**Reading text**
########################################

Offered as an option in a defined contribution (DC) plan,
Principal Pension Builder lets participants grow a steady stream of guaranteed
income for life by directing a portion of their retirement plan contributions
into a deferred income annuity. They can transfer part of their retirement plan
account balance to purchase guaranteed income, or direct a portion of their
plan contributions toward such a purchase.
According to Jerry Patterson, senior vice president of
retirement and investor services at The Principal, the product allows
pre-retirees to buy future guaranteed income in advance. “Participants are
able to decide when, how often and how much they wish to transfer via lump-sum
transfers or future contributions,” Patterson tells PLANADVISER. Up to half of
a participant’s total account balance (minus outstanding loans) may be
transferred, and up to half of contributions may be directed. The minimum
transfer amount is $10 per investment transfer.
Participants have 90 days to change their minds, Patterson
says, and may transfer funds out of the Pension Builder for the full original
purchase amount. A surrender charge may apply to annuities that are surrendered
more than 90 days from the date of purchase.
NEXT: Plan balances as well as projected monthly income can be viewed
online or in statements.
The balance can be viewed at any
time on the participant website, Patterson says, and so can the projected
amount of monthly guaranteed income. The information will also be on retirement
plan statements.
Patterson says The Principal will provide guidance to teach participants about guaranteed income, including the impact it can have on their retirement. “Each
participant’s financial situation is different,” he says.

########################################

**Stated goal**
Answer these questions using the text on Principal Pension Builder:
1. What is the minimum amount per investment transfer?
2. How many days do participants have to change their minds after a purchase?
3. Besides the participant website, where will the information on balances and projected monthly income appear?

[Point annotation records]
########################################

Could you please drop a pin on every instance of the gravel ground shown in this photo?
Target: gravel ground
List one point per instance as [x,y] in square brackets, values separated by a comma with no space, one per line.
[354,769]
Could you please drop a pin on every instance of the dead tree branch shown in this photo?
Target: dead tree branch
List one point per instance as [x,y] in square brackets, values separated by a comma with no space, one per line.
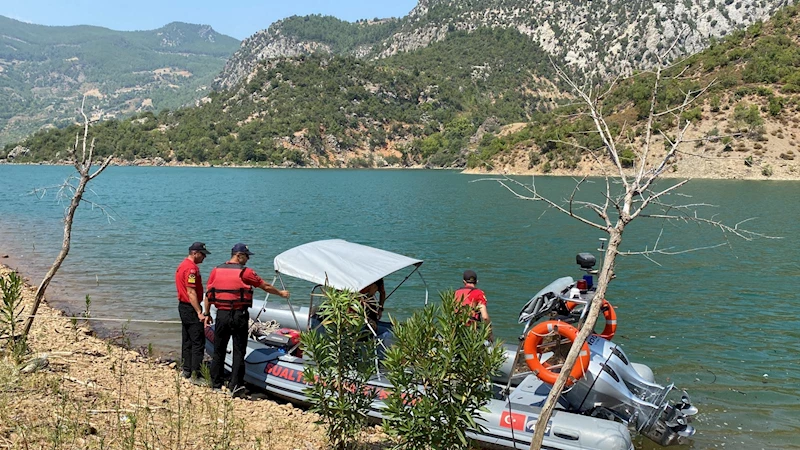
[83,166]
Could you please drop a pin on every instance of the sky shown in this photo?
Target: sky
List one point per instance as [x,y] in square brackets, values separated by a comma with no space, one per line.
[236,18]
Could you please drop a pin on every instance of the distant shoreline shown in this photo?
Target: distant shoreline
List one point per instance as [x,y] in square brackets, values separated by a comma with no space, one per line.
[694,173]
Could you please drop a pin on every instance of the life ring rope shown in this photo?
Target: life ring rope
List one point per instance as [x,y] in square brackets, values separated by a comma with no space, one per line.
[610,329]
[547,372]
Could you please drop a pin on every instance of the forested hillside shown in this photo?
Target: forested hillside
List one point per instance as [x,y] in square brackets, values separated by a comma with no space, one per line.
[465,102]
[325,110]
[606,36]
[44,70]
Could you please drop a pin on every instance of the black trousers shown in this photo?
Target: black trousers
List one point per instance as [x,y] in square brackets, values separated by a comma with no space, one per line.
[230,324]
[192,339]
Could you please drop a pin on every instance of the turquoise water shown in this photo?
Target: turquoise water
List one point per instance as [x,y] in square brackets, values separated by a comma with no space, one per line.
[723,324]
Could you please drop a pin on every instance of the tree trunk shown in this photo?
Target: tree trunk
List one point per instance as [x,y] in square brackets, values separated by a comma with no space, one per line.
[62,255]
[615,237]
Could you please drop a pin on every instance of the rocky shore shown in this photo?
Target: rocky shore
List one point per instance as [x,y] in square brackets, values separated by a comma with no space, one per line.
[76,391]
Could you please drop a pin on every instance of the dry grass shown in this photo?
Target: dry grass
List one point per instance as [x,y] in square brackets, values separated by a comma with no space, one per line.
[96,395]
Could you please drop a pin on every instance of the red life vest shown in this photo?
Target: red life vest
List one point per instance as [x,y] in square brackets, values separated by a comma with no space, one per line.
[228,291]
[469,297]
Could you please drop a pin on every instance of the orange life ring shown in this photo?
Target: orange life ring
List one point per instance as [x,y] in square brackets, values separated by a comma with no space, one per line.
[608,313]
[532,354]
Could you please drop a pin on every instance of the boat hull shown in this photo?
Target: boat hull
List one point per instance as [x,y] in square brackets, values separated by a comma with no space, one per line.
[506,423]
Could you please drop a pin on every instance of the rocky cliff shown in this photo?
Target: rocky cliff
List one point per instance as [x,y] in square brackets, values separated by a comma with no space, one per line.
[612,36]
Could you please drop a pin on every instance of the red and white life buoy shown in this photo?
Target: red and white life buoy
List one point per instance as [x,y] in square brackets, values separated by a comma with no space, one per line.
[533,356]
[608,313]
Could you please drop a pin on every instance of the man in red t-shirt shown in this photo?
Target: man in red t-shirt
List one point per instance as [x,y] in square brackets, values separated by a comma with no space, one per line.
[230,289]
[473,297]
[189,285]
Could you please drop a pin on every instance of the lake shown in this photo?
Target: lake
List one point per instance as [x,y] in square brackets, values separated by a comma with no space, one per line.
[722,323]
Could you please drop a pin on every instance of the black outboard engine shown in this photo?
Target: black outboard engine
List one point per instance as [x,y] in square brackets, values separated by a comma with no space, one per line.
[587,261]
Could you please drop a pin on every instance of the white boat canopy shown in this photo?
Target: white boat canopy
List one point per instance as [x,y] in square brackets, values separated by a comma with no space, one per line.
[340,264]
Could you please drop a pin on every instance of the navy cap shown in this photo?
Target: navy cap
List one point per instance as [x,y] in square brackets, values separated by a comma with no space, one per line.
[241,248]
[199,247]
[470,276]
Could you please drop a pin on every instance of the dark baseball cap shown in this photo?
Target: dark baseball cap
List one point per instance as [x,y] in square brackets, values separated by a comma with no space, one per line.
[199,247]
[470,276]
[241,248]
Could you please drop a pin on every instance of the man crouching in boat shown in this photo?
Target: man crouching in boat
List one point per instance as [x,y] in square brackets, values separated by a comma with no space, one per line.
[473,297]
[230,289]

########################################

**Task output**
1. $10
2. 90 days
3. On retirement plan statements